Task goal:
Nothing in the records should change; write them all out exactly.

Spatial localization data
Segment Open

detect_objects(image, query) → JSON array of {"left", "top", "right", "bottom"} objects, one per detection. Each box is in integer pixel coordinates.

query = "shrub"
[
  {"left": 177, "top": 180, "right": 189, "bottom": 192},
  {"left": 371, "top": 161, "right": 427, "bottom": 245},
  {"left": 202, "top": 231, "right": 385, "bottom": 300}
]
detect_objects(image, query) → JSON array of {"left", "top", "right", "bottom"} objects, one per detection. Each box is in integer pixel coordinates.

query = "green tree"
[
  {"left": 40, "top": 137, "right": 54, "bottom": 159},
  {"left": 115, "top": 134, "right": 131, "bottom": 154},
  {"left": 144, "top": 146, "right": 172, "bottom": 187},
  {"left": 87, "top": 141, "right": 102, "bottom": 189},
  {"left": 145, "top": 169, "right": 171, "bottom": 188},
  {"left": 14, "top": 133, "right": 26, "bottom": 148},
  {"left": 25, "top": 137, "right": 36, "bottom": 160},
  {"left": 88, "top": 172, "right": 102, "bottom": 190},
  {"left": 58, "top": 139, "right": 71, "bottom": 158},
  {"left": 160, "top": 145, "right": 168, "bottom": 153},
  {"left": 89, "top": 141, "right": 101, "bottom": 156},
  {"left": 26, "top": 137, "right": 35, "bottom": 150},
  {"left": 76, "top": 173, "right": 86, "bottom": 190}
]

Segment Closed

The answer:
detect_objects(image, query) → JSON array of {"left", "top", "right", "bottom"} objects, one per detection. Each box is in integer pixel coordinates.

query = "shrub"
[
  {"left": 177, "top": 180, "right": 189, "bottom": 192},
  {"left": 371, "top": 161, "right": 427, "bottom": 245},
  {"left": 202, "top": 231, "right": 385, "bottom": 300}
]
detect_objects(image, query) → JSON array of {"left", "top", "right", "bottom"} objects, one per detection. Each box is in integer pixel coordinates.

query = "green tree"
[
  {"left": 40, "top": 137, "right": 54, "bottom": 159},
  {"left": 115, "top": 134, "right": 131, "bottom": 154},
  {"left": 144, "top": 146, "right": 172, "bottom": 187},
  {"left": 87, "top": 141, "right": 102, "bottom": 189},
  {"left": 145, "top": 169, "right": 171, "bottom": 188},
  {"left": 14, "top": 133, "right": 26, "bottom": 148},
  {"left": 25, "top": 137, "right": 36, "bottom": 160},
  {"left": 88, "top": 172, "right": 102, "bottom": 190},
  {"left": 58, "top": 139, "right": 71, "bottom": 158},
  {"left": 160, "top": 145, "right": 168, "bottom": 153},
  {"left": 89, "top": 141, "right": 101, "bottom": 156},
  {"left": 26, "top": 137, "right": 35, "bottom": 150},
  {"left": 76, "top": 173, "right": 86, "bottom": 190}
]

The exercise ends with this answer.